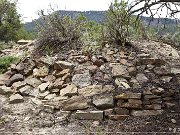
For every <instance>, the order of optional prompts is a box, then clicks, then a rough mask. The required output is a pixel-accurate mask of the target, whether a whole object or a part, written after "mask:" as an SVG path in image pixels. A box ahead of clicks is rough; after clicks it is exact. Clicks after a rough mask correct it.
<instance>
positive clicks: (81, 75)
mask: <svg viewBox="0 0 180 135" xmlns="http://www.w3.org/2000/svg"><path fill="white" fill-rule="evenodd" d="M72 83H73V84H75V85H76V86H78V87H80V88H82V87H86V86H89V85H91V76H90V74H89V73H87V72H86V73H84V74H75V75H74V76H73V78H72Z"/></svg>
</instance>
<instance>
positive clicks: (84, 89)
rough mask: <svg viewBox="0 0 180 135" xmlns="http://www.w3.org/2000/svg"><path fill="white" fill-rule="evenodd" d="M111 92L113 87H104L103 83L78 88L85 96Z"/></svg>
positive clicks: (108, 92) (97, 94) (82, 93)
mask: <svg viewBox="0 0 180 135" xmlns="http://www.w3.org/2000/svg"><path fill="white" fill-rule="evenodd" d="M109 92H112V89H108V88H107V87H105V88H102V86H101V85H91V86H87V87H84V88H82V89H78V93H79V94H80V95H82V96H85V97H89V96H94V95H99V94H102V93H109Z"/></svg>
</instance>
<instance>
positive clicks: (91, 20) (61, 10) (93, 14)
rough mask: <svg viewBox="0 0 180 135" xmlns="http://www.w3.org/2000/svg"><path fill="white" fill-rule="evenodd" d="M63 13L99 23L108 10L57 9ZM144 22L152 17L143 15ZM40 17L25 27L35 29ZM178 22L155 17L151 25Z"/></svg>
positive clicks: (149, 19)
mask: <svg viewBox="0 0 180 135" xmlns="http://www.w3.org/2000/svg"><path fill="white" fill-rule="evenodd" d="M57 12H59V13H60V14H61V15H68V16H70V17H72V18H75V17H76V16H78V15H79V14H83V15H84V16H85V17H86V18H87V19H88V20H91V21H95V22H97V23H102V22H103V21H104V18H105V14H106V11H66V10H59V11H57ZM140 19H141V21H142V22H144V23H145V24H147V25H148V24H149V22H150V20H151V18H150V17H144V16H143V17H141V18H140ZM38 20H39V19H36V20H33V21H32V22H27V23H25V24H24V27H25V29H26V30H27V31H34V30H35V26H36V21H38ZM176 23H177V20H175V19H168V18H154V19H153V20H152V21H151V23H150V25H151V26H156V25H157V24H166V25H174V24H176Z"/></svg>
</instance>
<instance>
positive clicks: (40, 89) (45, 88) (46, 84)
mask: <svg viewBox="0 0 180 135" xmlns="http://www.w3.org/2000/svg"><path fill="white" fill-rule="evenodd" d="M49 84H50V82H47V83H42V84H41V85H39V86H38V88H39V90H40V92H44V91H46V89H47V88H48V86H49Z"/></svg>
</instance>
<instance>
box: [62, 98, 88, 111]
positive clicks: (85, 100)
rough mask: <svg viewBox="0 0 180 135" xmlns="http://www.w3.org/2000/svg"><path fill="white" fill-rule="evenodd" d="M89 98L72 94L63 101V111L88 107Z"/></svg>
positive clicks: (70, 110) (72, 110)
mask: <svg viewBox="0 0 180 135" xmlns="http://www.w3.org/2000/svg"><path fill="white" fill-rule="evenodd" d="M89 102H90V101H89V99H87V98H84V97H82V96H73V97H71V98H70V99H68V100H67V101H66V102H65V103H64V107H63V109H64V110H65V111H73V110H82V109H87V108H88V107H89Z"/></svg>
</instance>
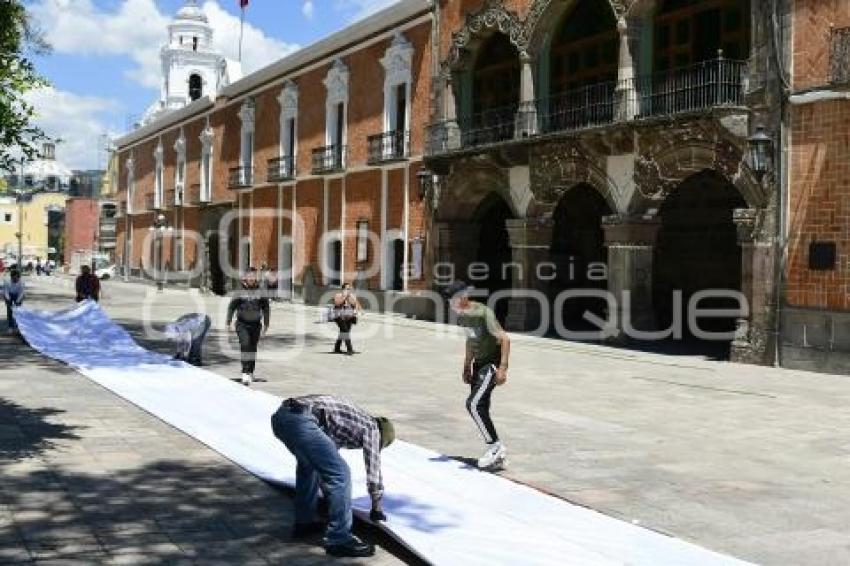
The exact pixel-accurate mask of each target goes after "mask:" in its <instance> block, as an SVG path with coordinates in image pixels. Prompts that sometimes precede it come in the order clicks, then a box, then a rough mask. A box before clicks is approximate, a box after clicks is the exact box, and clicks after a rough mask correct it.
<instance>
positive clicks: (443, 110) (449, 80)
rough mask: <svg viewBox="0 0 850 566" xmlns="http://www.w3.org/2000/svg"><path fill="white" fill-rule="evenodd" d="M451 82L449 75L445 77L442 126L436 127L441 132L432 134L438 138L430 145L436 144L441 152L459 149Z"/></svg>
mask: <svg viewBox="0 0 850 566" xmlns="http://www.w3.org/2000/svg"><path fill="white" fill-rule="evenodd" d="M453 82H454V81H453V79H452V76H451V75H448V76H446V78H445V84H444V86H443V124H442V125H441V126H438V127H439V128H440V129H441V130H442V131H440V132H432V136H433V135H435V134H436V135H437V136H438V139H437V140H434V139H432V143H435V142H436V143H438V144H439V145H440V146H441V147H440V148H439V149H440V150H441V151H450V150H454V149H459V148H460V145H461V143H460V142H461V139H460V126H459V125H458V121H457V101H456V100H455V91H454V84H453Z"/></svg>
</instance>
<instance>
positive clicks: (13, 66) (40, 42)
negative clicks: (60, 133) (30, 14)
mask: <svg viewBox="0 0 850 566" xmlns="http://www.w3.org/2000/svg"><path fill="white" fill-rule="evenodd" d="M49 50H50V47H49V46H48V45H47V43H46V42H45V41H44V38H43V36H42V34H41V32H40V31H39V30H38V28H37V27H35V25H33V22H32V21H31V20H30V18H29V16H28V14H27V11H26V9H25V8H24V6H23V5H22V4H21V2H20V1H19V0H0V171H11V170H13V169H14V166H15V163H14V160H15V155H16V154H19V155H22V156H24V157H25V158H27V159H35V158H36V157H38V152H39V145H40V142H42V141H45V140H47V139H48V137H47V135H45V133H44V132H43V131H42V130H41V128H39V127H38V126H36V125H35V123H34V119H35V108H33V106H32V104H30V103H29V102H27V100H26V94H27V93H28V92H29V91H32V90H34V89H38V88H41V87H44V86H47V84H48V83H47V80H46V79H44V77H42V76H40V75H39V74H38V72H37V71H36V69H35V65H34V64H33V62H32V59H31V57H32V56H33V55H40V54H44V53H47V52H49Z"/></svg>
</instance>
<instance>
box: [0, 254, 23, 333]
mask: <svg viewBox="0 0 850 566" xmlns="http://www.w3.org/2000/svg"><path fill="white" fill-rule="evenodd" d="M25 294H26V291H25V289H24V282H23V281H21V273H20V271H18V270H17V269H13V270H12V271H10V272H9V280H8V281H6V283H5V285H3V300H4V301H5V302H6V322H7V323H8V324H9V329H8V332H9V334H14V333H15V332H17V331H18V323H17V322H15V313H14V307H19V306H21V304H22V303H23V302H24V295H25Z"/></svg>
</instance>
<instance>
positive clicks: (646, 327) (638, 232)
mask: <svg viewBox="0 0 850 566" xmlns="http://www.w3.org/2000/svg"><path fill="white" fill-rule="evenodd" d="M660 227H661V224H660V222H659V220H658V219H657V218H654V217H638V218H634V217H628V218H624V217H619V216H609V217H608V218H606V219H604V221H603V226H602V228H603V230H604V232H605V246H606V247H607V248H608V292H609V293H611V294H612V295H613V297H614V300H615V301H616V304H617V313H616V315H617V319H616V324H617V328H618V329H619V330H620V337H619V338H620V339H622V340H625V339H626V338H628V337H629V336H628V334H629V331H630V330H631V329H635V330H642V331H653V330H655V329H656V320H655V310H654V308H653V304H652V260H653V254H654V252H655V243H656V240H657V238H658V229H659V228H660Z"/></svg>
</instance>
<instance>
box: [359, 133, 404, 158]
mask: <svg viewBox="0 0 850 566" xmlns="http://www.w3.org/2000/svg"><path fill="white" fill-rule="evenodd" d="M367 140H368V142H369V161H368V163H369V165H378V164H380V163H391V162H393V161H404V160H405V159H407V157H408V148H409V146H410V132H408V131H406V130H395V131H393V132H385V133H383V134H377V135H374V136H369V137H368V138H367Z"/></svg>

══════════════════════════════

None of the pictures should appear, though every line of the data above must be reproduced exactly.

For every <instance>, the order of optional prompts is a box, then clicks, then a rough mask. The required output is a pixel-accurate mask of the target, whether a whole object or a part, written after "mask:" as an SVG path in image pixels. A box ahead of clicks is rough; after clicks it is exact. Clicks after a rough mask correct it.
<instance>
positive clicks: (81, 75)
mask: <svg viewBox="0 0 180 135" xmlns="http://www.w3.org/2000/svg"><path fill="white" fill-rule="evenodd" d="M72 83H73V84H75V85H76V86H78V87H80V88H82V87H86V86H89V85H91V76H90V74H89V73H87V72H86V73H84V74H75V75H74V76H73V78H72Z"/></svg>
</instance>
<instance>
positive clicks: (84, 89)
rough mask: <svg viewBox="0 0 180 135" xmlns="http://www.w3.org/2000/svg"><path fill="white" fill-rule="evenodd" d="M111 92L113 87H104L103 83L78 88L85 96Z"/></svg>
positive clicks: (108, 92) (97, 94) (82, 93)
mask: <svg viewBox="0 0 180 135" xmlns="http://www.w3.org/2000/svg"><path fill="white" fill-rule="evenodd" d="M109 92H112V89H108V88H107V87H105V88H102V86H101V85H91V86H87V87H84V88H82V89H78V93H79V94H80V95H82V96H85V97H89V96H94V95H99V94H102V93H109Z"/></svg>
</instance>
<instance>
positive clicks: (91, 20) (61, 10) (93, 14)
rough mask: <svg viewBox="0 0 180 135" xmlns="http://www.w3.org/2000/svg"><path fill="white" fill-rule="evenodd" d="M63 13L99 23L108 10L57 9ZM144 22L152 17L143 15ZM40 17L25 27L35 29ZM178 22L155 17L151 25Z"/></svg>
positive clicks: (149, 19)
mask: <svg viewBox="0 0 180 135" xmlns="http://www.w3.org/2000/svg"><path fill="white" fill-rule="evenodd" d="M57 12H59V13H60V14H61V15H68V16H70V17H72V18H75V17H76V16H78V15H79V14H83V15H84V16H85V17H86V18H87V19H88V20H91V21H95V22H97V23H102V22H103V21H104V18H105V14H106V11H66V10H59V11H57ZM140 19H141V21H142V22H144V23H145V24H147V25H148V24H149V22H150V20H151V18H150V17H144V16H143V17H141V18H140ZM38 20H39V19H36V20H33V21H32V22H27V23H25V24H24V27H25V29H26V30H27V31H34V30H35V26H36V21H38ZM176 23H177V20H175V19H168V18H154V19H153V20H152V21H151V23H150V25H151V26H156V25H157V24H166V25H174V24H176Z"/></svg>
</instance>
<instance>
positive clicks: (40, 89) (45, 88) (46, 84)
mask: <svg viewBox="0 0 180 135" xmlns="http://www.w3.org/2000/svg"><path fill="white" fill-rule="evenodd" d="M49 84H50V82H47V83H42V84H41V85H39V86H38V88H39V90H40V92H44V91H46V89H47V88H48V86H49Z"/></svg>
</instance>
<instance>
box: [62, 98, 88, 111]
positive clicks: (85, 100)
rough mask: <svg viewBox="0 0 180 135" xmlns="http://www.w3.org/2000/svg"><path fill="white" fill-rule="evenodd" d="M89 98L72 94L63 101V111L88 107Z"/></svg>
positive clicks: (70, 110) (72, 110)
mask: <svg viewBox="0 0 180 135" xmlns="http://www.w3.org/2000/svg"><path fill="white" fill-rule="evenodd" d="M89 102H90V101H89V99H87V98H84V97H82V96H73V97H71V98H70V99H68V100H67V101H66V102H65V103H64V107H63V109H64V110H65V111H73V110H82V109H87V108H88V107H89Z"/></svg>
</instance>
The exact pixel-accurate mask of each target goes after "mask:" in its <instance> block, as an SVG path with coordinates in image pixels. Prompts that sometimes precede it come in the order clicks, then a box, then a rough mask. A box before clicks is approximate, a box after clicks is the exact box, and clicks after a rough mask correct it.
<instance>
positive clicks: (443, 110) (449, 80)
rough mask: <svg viewBox="0 0 850 566" xmlns="http://www.w3.org/2000/svg"><path fill="white" fill-rule="evenodd" d="M451 82L449 75L445 77L442 126L436 127L441 132L432 134L438 138L430 145L436 144L441 152L459 149Z"/></svg>
mask: <svg viewBox="0 0 850 566" xmlns="http://www.w3.org/2000/svg"><path fill="white" fill-rule="evenodd" d="M453 82H454V81H453V79H452V76H451V75H448V76H446V78H445V84H444V86H443V124H442V125H441V126H438V127H439V128H440V129H441V130H442V131H440V132H432V136H433V135H435V134H436V135H437V136H438V139H437V140H434V139H432V143H435V142H436V143H438V144H439V145H440V146H441V147H440V148H439V149H440V150H441V151H450V150H454V149H459V148H460V145H461V143H460V142H461V139H460V126H459V125H458V121H457V101H456V100H455V91H454V84H453Z"/></svg>
</instance>
<instance>
positive clicks: (13, 66) (40, 42)
negative clicks: (60, 133) (30, 14)
mask: <svg viewBox="0 0 850 566" xmlns="http://www.w3.org/2000/svg"><path fill="white" fill-rule="evenodd" d="M49 50H50V47H49V46H48V45H47V43H46V42H45V41H44V38H43V36H42V34H41V32H40V31H39V30H38V28H37V27H35V25H33V22H32V21H31V20H30V18H29V16H28V14H27V11H26V9H25V8H24V6H23V5H22V4H21V2H20V1H19V0H0V171H11V170H13V169H14V166H15V163H14V160H15V155H16V154H19V155H22V156H24V157H25V158H27V159H35V158H36V157H38V152H39V145H40V142H42V141H45V140H47V139H48V137H47V135H45V133H44V132H43V131H42V130H41V128H39V127H38V126H36V125H35V123H34V119H35V108H33V106H32V104H30V103H29V102H27V100H26V94H27V93H28V92H29V91H32V90H34V89H38V88H41V87H44V86H47V84H48V83H47V80H46V79H44V77H42V76H40V75H39V74H38V72H37V71H36V69H35V65H34V64H33V62H32V59H31V57H32V56H33V55H40V54H44V53H47V52H49Z"/></svg>
</instance>
<instance>
box: [0, 254, 23, 333]
mask: <svg viewBox="0 0 850 566" xmlns="http://www.w3.org/2000/svg"><path fill="white" fill-rule="evenodd" d="M25 294H26V291H25V289H24V282H23V281H21V273H20V271H18V270H17V269H13V270H12V271H10V272H9V280H8V281H6V283H5V285H3V300H4V301H5V302H6V322H7V323H8V324H9V329H8V332H9V334H14V333H15V332H17V331H18V323H17V322H15V313H14V307H19V306H21V304H22V303H23V302H24V295H25Z"/></svg>
</instance>
<instance>
positive clicks: (646, 327) (638, 232)
mask: <svg viewBox="0 0 850 566" xmlns="http://www.w3.org/2000/svg"><path fill="white" fill-rule="evenodd" d="M660 227H661V224H660V222H659V220H658V219H657V218H654V217H638V218H634V217H628V218H624V217H619V216H609V217H608V218H606V219H604V221H603V226H602V228H603V230H604V232H605V246H606V247H607V248H608V292H609V293H611V294H612V295H613V297H614V300H615V301H616V304H617V313H616V315H617V319H616V324H617V328H618V329H619V330H620V337H619V338H620V339H622V340H625V339H626V338H628V337H629V336H628V334H629V331H630V330H631V329H635V330H642V331H653V330H655V329H656V320H655V310H654V308H653V304H652V260H653V254H654V252H655V243H656V240H657V238H658V229H659V228H660Z"/></svg>
</instance>
<instance>
box: [359, 133, 404, 158]
mask: <svg viewBox="0 0 850 566" xmlns="http://www.w3.org/2000/svg"><path fill="white" fill-rule="evenodd" d="M367 140H368V142H369V161H368V163H369V165H378V164H380V163H391V162H393V161H404V160H405V159H407V157H408V148H409V146H410V132H408V131H406V130H395V131H393V132H385V133H383V134H377V135H374V136H369V137H368V138H367Z"/></svg>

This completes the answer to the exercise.